## Your instructions
Copy the lines of the material below word for word, starting with the line containing "Task: indicate the yellow baseball" and ending with the line containing "x=325 y=341", including both of those lines.

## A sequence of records
|---|

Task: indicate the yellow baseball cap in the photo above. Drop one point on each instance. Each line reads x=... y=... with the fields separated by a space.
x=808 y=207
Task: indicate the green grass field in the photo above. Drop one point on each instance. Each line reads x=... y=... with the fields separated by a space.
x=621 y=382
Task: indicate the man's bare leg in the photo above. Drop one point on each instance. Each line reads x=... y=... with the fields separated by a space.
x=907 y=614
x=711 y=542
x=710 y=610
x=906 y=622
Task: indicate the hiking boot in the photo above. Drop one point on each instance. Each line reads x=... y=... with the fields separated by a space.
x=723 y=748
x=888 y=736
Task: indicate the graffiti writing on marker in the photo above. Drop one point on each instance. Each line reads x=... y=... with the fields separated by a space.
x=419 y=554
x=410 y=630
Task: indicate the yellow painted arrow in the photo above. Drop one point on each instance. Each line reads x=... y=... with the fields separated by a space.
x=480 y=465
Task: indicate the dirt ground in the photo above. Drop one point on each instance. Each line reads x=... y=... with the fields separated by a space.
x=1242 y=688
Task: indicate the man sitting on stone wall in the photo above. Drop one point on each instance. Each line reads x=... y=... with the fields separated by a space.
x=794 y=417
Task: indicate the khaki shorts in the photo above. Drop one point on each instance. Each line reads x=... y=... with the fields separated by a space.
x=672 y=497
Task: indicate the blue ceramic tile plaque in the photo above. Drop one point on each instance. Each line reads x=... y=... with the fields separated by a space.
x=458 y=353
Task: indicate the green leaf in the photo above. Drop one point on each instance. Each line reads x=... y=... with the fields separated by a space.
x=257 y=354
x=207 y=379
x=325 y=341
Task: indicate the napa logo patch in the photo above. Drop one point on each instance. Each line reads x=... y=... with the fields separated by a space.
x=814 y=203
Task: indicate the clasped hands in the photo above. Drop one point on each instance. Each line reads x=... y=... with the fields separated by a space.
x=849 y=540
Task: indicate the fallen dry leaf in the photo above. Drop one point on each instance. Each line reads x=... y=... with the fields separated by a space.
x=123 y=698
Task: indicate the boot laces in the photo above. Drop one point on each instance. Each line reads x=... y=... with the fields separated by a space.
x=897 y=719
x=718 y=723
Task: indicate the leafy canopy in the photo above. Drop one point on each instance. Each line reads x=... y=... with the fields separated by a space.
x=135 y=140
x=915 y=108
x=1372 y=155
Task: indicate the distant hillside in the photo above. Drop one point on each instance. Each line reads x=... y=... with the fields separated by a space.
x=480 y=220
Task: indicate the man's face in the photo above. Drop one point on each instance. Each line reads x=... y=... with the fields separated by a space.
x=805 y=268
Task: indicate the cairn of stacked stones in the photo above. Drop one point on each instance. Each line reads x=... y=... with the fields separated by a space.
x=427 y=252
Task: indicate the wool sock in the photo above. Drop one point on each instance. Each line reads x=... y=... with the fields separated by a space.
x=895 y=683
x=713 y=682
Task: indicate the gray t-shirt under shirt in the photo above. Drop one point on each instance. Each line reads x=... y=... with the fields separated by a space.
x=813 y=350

|---|

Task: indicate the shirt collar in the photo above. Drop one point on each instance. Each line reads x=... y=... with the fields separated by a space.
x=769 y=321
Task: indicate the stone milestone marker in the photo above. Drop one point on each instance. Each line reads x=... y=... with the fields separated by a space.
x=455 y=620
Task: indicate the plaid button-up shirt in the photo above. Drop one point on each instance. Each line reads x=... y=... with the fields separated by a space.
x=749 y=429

|---|

## Result of the task
Task: indicate the yellow baseball cap in the photo above. Drop one point on each instance. Each line reads x=... y=... with the fields separated by a space.
x=808 y=207
Task: indicate the green grass field in the photo above. Drop one point on each instance. Each line reads x=... y=... with the fields separated by a space.
x=621 y=382
Task: indicate the man's bare leg in the photo above. Drop one point on each instance. Each line reads x=... y=... with the fields separated by a space.
x=907 y=614
x=711 y=542
x=710 y=610
x=906 y=622
Task: indicate the hiking boot in the photo above. Drop one point on each instance. Each line reads x=... y=... with the fields separated by a space.
x=723 y=748
x=888 y=736
Task: indicate the graffiti writing on marker in the photo above. Drop one point on each instance. Each line reads x=... y=... with the fields separated by a space.
x=419 y=554
x=410 y=630
Task: indicate the yellow painted arrow in the photo above. Drop one point on each instance. Each line reads x=... y=... with the fields separated by a space.
x=480 y=465
Task: indicate the dirt ground in the photo above. Drop one point on each instance. Each line reads x=... y=... with the fields separated by a space.
x=1242 y=688
Task: indicate the man sitting on stone wall in the photo above. Drop one point on each instance. Each line reads x=... y=... with the fields separated by a space.
x=794 y=417
Task: indicate the khaki shorts in the photo above. Drop one point on each instance. Each line reads x=... y=... with the fields separated by a space.
x=672 y=497
Task: indicate the blue ceramic tile plaque in the photo above. Drop one point on each instance. Each line reads x=... y=... with the fields separated by a space.
x=458 y=353
Task: indicate the green leaf in the photo above. Drop one point on each instance. Each line reads x=... y=... with the fields separated by a space.
x=257 y=354
x=207 y=379
x=325 y=341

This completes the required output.